[Okuma Metni]

-=-=-=-=-

Bizim okulda (Galatasaray Lisesi) bir forum yapılmış, sevgili kardeşim Fikri Sağlar yönetmiş, sevgili ağabeyim Atilla Dorsay ve daha başkaları da katılmışlar.
Fikri, bu forumda, "Galatasaray Lisesi özgür düşünce, ifade özgürlüğü ve eğitime önem vermiştir" demiş.
Hayır, öyle değildi. Bizim dönemde değildi, Fikri'nin dönemini bilemem.
Bizde dönemleri müdürlere göre adlandırma geleneği vardır, ben Ali Teoman döneminde girdim (1958), Muhittin Sandıkçıoğlu döneminde bitirdim (1970)...
Girdiğim Galatasaray'la çıktığım Galatasaray birbirinden apayrı iki okuldu!

-=-=-=-=-

[Kayıtlı Veriler]

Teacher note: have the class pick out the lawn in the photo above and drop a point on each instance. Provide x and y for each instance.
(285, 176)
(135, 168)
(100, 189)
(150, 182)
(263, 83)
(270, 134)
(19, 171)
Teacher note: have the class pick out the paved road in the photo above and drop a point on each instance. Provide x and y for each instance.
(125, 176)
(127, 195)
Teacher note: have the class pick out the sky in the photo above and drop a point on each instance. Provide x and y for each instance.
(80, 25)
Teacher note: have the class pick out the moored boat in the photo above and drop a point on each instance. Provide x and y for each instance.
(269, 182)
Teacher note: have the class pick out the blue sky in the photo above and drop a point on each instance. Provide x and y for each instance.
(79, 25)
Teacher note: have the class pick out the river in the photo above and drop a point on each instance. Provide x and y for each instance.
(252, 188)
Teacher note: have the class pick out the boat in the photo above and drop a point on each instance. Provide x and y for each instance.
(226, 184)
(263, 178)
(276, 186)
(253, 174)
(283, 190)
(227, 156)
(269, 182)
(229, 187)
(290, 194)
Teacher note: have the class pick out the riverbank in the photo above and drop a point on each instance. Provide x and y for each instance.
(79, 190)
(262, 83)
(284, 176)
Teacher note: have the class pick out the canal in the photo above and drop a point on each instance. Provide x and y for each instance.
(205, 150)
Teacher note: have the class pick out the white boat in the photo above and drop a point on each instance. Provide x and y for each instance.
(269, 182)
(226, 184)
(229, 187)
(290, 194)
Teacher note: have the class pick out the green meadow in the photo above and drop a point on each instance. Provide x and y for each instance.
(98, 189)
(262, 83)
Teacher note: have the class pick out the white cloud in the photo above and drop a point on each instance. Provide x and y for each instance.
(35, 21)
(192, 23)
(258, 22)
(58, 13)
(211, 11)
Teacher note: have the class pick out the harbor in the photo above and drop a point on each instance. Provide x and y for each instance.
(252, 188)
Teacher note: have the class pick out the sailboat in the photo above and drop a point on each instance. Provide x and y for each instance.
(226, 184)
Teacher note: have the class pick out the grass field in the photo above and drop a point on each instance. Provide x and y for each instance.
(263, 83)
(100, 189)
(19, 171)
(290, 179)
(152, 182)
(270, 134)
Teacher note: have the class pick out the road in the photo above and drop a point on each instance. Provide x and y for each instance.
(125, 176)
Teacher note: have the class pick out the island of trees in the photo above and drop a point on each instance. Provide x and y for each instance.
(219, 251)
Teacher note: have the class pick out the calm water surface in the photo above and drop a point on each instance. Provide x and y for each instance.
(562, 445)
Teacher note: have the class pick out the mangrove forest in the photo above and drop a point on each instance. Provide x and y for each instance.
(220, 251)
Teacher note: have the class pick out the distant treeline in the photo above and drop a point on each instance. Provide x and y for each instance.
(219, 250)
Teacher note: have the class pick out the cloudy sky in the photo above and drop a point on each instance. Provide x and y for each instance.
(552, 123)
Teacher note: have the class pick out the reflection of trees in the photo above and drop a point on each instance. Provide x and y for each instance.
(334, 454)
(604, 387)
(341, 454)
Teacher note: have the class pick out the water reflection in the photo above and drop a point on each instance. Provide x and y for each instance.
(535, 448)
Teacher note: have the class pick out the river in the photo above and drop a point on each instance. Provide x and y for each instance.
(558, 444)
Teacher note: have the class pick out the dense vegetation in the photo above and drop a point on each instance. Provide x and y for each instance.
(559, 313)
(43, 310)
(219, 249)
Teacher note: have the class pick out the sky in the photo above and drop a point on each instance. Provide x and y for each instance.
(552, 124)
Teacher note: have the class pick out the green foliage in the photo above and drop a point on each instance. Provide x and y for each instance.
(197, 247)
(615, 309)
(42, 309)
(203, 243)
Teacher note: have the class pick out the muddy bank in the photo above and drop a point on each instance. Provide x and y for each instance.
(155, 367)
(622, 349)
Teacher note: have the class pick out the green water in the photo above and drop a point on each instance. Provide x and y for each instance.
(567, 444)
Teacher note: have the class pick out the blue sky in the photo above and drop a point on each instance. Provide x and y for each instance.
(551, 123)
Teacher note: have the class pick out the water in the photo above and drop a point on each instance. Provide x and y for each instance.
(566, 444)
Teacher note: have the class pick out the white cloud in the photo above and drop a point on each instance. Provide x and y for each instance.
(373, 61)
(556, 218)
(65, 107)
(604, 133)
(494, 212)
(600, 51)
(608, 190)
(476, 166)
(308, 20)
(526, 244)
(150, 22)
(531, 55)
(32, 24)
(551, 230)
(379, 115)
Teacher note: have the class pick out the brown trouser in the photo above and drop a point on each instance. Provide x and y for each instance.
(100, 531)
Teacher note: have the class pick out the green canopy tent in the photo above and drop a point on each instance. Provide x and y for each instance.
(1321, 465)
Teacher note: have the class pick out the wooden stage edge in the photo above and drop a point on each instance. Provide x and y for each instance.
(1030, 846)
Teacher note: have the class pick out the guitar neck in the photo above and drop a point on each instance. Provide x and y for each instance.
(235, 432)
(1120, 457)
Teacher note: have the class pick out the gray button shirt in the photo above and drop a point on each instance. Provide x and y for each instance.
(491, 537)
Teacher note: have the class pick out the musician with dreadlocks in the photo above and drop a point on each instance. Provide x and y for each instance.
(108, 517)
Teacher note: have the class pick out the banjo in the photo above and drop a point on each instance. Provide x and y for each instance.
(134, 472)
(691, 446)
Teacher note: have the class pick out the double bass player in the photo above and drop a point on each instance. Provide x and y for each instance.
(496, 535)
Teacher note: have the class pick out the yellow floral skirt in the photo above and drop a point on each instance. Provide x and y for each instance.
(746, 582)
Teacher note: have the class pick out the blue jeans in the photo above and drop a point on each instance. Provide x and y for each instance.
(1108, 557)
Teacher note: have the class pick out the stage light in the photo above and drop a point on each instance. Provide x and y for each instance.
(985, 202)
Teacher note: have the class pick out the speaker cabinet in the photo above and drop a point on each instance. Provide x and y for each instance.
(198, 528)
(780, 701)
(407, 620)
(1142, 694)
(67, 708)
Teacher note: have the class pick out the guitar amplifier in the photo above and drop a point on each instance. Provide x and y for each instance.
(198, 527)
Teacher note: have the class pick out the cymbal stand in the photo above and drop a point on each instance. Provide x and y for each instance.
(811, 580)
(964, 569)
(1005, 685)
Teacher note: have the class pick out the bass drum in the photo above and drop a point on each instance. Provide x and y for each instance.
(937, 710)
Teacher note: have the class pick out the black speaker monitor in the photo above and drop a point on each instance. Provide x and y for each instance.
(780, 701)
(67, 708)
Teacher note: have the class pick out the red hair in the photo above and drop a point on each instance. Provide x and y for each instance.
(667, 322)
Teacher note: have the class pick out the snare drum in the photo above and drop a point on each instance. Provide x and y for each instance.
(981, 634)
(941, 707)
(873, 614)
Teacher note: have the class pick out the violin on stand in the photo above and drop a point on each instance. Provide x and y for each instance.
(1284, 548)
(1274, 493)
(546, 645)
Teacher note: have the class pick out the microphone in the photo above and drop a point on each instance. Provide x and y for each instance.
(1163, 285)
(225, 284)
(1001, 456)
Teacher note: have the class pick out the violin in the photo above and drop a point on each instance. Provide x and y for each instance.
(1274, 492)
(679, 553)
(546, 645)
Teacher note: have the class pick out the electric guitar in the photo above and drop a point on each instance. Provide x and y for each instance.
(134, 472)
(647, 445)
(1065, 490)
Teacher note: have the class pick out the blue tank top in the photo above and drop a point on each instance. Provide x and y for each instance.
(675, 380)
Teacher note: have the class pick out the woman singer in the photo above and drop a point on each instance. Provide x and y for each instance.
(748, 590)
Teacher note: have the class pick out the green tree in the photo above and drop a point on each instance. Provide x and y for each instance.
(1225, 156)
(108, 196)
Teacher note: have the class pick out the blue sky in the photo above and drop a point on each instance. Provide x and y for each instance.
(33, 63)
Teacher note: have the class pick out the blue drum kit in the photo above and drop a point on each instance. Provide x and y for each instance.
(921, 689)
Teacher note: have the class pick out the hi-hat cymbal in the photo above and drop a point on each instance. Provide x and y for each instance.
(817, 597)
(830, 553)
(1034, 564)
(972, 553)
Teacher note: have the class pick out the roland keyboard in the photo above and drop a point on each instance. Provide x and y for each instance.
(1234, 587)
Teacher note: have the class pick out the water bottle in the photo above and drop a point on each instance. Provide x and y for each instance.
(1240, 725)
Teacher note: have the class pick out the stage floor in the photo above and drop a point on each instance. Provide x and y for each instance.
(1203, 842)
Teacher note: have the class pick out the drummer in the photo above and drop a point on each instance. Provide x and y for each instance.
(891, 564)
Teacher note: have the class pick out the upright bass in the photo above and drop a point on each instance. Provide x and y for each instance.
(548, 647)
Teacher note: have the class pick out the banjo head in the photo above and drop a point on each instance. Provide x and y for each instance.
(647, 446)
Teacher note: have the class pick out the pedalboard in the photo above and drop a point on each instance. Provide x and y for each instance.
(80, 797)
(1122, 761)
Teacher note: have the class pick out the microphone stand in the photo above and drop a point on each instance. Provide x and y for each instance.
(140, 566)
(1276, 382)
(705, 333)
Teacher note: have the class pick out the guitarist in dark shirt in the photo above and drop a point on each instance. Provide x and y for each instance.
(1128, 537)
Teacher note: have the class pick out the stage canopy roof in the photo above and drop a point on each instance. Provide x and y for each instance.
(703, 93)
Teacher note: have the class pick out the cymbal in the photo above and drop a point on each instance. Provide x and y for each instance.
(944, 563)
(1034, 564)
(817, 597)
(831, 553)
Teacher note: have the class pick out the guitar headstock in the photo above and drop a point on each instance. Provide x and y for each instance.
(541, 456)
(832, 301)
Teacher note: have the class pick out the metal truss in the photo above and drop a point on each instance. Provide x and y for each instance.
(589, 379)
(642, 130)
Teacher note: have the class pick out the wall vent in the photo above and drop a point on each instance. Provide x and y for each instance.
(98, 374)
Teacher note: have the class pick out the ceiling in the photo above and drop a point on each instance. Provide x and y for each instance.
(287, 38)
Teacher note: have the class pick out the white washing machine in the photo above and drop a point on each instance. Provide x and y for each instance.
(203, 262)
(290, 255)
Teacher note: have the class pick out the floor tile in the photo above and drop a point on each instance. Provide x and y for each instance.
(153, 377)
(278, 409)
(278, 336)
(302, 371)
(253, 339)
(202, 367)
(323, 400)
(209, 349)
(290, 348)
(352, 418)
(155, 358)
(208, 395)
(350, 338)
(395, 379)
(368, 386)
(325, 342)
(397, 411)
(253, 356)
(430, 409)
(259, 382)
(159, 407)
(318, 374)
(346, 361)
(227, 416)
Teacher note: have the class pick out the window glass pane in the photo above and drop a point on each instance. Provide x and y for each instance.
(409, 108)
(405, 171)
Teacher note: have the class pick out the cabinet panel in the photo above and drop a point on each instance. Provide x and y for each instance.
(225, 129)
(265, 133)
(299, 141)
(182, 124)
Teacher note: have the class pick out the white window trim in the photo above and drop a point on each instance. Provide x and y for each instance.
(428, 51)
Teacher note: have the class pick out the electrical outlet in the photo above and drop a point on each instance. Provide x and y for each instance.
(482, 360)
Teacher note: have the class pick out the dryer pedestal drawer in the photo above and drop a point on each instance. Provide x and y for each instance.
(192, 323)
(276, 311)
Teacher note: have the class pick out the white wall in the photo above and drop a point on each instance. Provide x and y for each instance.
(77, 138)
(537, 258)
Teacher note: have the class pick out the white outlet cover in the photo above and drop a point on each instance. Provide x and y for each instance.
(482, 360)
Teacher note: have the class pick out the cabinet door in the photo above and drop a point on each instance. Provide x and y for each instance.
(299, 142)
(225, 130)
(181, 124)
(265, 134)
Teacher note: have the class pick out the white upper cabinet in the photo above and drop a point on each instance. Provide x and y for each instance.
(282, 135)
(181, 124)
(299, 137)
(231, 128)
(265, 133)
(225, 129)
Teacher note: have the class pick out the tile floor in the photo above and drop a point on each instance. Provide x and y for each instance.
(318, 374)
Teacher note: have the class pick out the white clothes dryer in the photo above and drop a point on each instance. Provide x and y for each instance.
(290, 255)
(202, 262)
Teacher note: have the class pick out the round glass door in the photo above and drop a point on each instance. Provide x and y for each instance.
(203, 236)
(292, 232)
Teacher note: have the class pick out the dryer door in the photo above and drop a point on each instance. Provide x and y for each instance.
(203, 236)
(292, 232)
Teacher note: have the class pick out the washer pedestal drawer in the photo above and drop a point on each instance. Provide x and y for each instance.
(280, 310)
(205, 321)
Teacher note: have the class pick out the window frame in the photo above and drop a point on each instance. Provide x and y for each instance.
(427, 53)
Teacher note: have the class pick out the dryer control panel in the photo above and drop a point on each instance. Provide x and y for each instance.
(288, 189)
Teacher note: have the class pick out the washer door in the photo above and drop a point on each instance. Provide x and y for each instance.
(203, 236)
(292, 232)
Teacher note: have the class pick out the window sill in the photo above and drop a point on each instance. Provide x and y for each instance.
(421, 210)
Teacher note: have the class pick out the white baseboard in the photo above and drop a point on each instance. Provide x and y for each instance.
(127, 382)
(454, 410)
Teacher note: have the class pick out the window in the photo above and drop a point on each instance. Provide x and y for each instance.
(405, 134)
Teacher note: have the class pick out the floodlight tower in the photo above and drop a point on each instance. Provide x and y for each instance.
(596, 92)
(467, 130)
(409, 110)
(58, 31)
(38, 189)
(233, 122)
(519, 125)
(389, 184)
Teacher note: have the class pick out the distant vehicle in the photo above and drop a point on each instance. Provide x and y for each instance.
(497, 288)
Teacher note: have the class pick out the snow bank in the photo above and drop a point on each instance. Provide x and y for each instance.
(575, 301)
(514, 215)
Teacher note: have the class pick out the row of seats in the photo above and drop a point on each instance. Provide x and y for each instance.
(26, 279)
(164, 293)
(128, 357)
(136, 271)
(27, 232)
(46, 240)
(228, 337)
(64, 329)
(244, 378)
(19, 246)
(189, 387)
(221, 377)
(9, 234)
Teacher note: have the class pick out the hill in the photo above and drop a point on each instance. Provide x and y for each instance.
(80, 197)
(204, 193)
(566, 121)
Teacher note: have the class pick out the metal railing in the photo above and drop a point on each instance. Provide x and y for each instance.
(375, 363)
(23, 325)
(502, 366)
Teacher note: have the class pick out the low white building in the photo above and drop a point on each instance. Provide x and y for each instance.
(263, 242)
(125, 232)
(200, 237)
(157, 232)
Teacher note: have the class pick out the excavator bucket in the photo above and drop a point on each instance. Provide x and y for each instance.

-=-=-=-=-

[Yapılacak Çalışmalar]
1. Galatasaray Lisesi üzerine yazılmış metinde adı geçen bütün kişileri sıralayınız.
2. Galatasaray Lisesi üzerine yazılmış metnin devamını yazınız.
Listenin metinle hiçbir ilgisi yoktur.

[Cevaplar]
1. Fikri Sağlar, Atilla Dorsay, Ali Teoman, Muhittin Sandıkçıoğlu

2.
İlkokulda (şimdi üniversitemizin olduğu Ortaköy binası), başımıza "yukarıki okuldan" (Beyoğlu), öğrenci kitlesinin tepkisinden zor kaçıp kurtulmuş azılı bir faşisti getirip oturttular (adını verecek değilim.) Hepimiz Yavrukurt yazıldık, beden eğitimi dersleri genellikle uygun adım yürüyüş dersleri oldu. "Köfte" lakabıyla maruf öğretmen hızını alamayıp hepimizi "kolluk kuvveti" yaptı ve hepimize ilgisiz yerlerde teneffüs nöbetleri bile tutturdu. Yıllarımız böyle geçti. "Kemalist beyin yıkamanın" en ağırına maruz kaldık, özgür düşünce yuvası Galatasaray'da... Bizi soru sormayan, tartışmayan, her dayatılanı kabullenen robotlar gibi yetiştirdiler. Bugün bile o zehirleri zihnimden silme çabası içindeyim (Rasim Ozan Kütahyalı, anladın mı bizim eski kuşağın sıkıntısını?)
Yukarıki okula geçtiğimizde, evet, kültür ve sanat ortamı vardı. Bu sefer de sol kesinlikle yasaktı. (Nâzım Hikmet okuyan bir ağabeyimizin o dönemde okuldan kovulduğunu unutmayalım.) Müthiş bir varoluşçuluk ve Sartre-Camus modası egemendi okula...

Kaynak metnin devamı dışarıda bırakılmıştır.